### [Given passage]
########
If you have a project you would have open-sourced, and you don't do that for fear that the LLM god will steal it, what's the point of building it at all? We shouldn't be afraid to share things with other humans just because LLMs will possibly use it as training data. So what if they spam out a copy of it, or a derivative?

If we all stop sharing things with each other in case one of us is a robot, we might aswell just lie down and die

2 comments

I’m not afraid of the llm, but also acknowledge that some people _feel_ a fear of theft by soulless robots.

What I do fear is the possibility of megacorp robots being the only ones… local and “dark” technology are essential.

We're not anthropomorphising LLMs themselves as the bogeymen here. They are simply the spear tip held by the locus of power. If we do not have conceivable means to produce models of our own accord, for our own usage, do we really have the same degree of power that owners of datacenters appreciate?

In the words of Zack de la Rocha: "Fuck tha G-ride, I want the machines that are makin' 'em". Furthermore: "Know your enemy."

> If you have a project you would have open-sourced, and you don't do that for fear that the LLM god will steal it, what's the point of building it at all?

To prove to myself that I can, and to solve problems in a way I enjoy.

I'm not saying I want to go into utter solitude; I just want to be a lot more careful where and how I share my works.

Addendum: I think the idea of private art and code collectives, entirely separate from concerns of LLM consumption, are an interesting idea worth pursuit. Has something like that been pursued before? It's reason enough for me to engage in that.
########
### [Dataset entries]
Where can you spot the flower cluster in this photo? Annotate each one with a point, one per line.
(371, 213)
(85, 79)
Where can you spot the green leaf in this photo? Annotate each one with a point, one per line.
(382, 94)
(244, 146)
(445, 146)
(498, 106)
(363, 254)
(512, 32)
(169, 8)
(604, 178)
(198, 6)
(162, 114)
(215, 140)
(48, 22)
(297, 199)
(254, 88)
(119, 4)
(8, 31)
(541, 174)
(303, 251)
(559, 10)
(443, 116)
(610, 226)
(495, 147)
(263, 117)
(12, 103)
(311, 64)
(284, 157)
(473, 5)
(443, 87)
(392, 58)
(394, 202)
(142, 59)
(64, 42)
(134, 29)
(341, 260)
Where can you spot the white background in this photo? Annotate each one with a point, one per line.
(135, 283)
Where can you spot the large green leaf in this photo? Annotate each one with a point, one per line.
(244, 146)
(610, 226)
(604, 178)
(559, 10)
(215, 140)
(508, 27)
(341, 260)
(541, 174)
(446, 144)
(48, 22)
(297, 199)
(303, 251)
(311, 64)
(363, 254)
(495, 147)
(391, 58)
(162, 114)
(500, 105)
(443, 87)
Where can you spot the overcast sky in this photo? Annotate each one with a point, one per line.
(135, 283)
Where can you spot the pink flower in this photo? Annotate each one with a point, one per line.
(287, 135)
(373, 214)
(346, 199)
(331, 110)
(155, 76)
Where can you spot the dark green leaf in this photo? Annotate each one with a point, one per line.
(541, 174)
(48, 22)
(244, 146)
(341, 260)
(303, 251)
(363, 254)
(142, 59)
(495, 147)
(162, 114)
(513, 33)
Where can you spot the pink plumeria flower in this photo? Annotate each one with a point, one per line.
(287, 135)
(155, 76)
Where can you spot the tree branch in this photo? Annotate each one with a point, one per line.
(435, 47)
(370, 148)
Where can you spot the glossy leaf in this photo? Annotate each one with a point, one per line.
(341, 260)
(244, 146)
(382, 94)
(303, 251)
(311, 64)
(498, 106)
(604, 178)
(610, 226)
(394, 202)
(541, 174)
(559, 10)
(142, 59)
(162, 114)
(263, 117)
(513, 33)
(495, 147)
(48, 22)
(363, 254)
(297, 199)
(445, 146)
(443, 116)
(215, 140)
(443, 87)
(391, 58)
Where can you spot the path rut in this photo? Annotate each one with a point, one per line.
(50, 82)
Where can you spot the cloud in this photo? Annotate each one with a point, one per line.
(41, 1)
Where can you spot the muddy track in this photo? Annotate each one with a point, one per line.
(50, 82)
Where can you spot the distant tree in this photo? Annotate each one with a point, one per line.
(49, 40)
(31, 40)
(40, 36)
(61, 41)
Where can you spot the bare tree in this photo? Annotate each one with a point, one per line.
########
### [Requirement A]
Which distinct questions are asked in the open-sourcing discussion? List each one once, even if it is repeated.
### [Requirement B]
Can you write the next part of the open-sourcing discussion, starting after its final line?

### [Final answer A]
- "If you have a project you would have open-sourced, and you don't do that for fear that the LLM god will steal it, what's the point of building it at all?"
- "So what if they spam out a copy of it, or a derivative?"
- "If we do not have conceivable means to produce models of our own accord, for our own usage, do we really have the same degree of power that owners of datacenters appreciate?"
- "Has something like that been pursued before?"

### [Final answer B]
I think the Toledo family qualifies http://biyubi.com/
...I love this. You have made my day, thank you.
And I guess my point is. For the firstt some decades, while they weren't exactly bound by secrecy, I think they had some obscurity, and were just doing their things in private (which involved things like bare metal assembly, building an operating system, doing embedded work, retrocomputing, etc). Not exactly sure, but from what I gather the appearances they had with media, awards etc. were relatively recent

But when a younger member of the family published nanochess [0] and other entries to IOCCC [1] they gained international notoriety

In any case, see also the history page [2] in the family website for context

[0] http://nanochess.org but see repositories in https://github.com/nanochess for other projects

[1] https://www.ioccc.org/

[2] http://www.biyubi.com/eng_historia.html

Thank you so much again for introducing me to this. The closest thing I was aware of, or at least most aligned with my interests previously was permacomputing, and maybe CollapseOS; the community aspect is really cool and something I'd like to explore more alongside my artistic intent.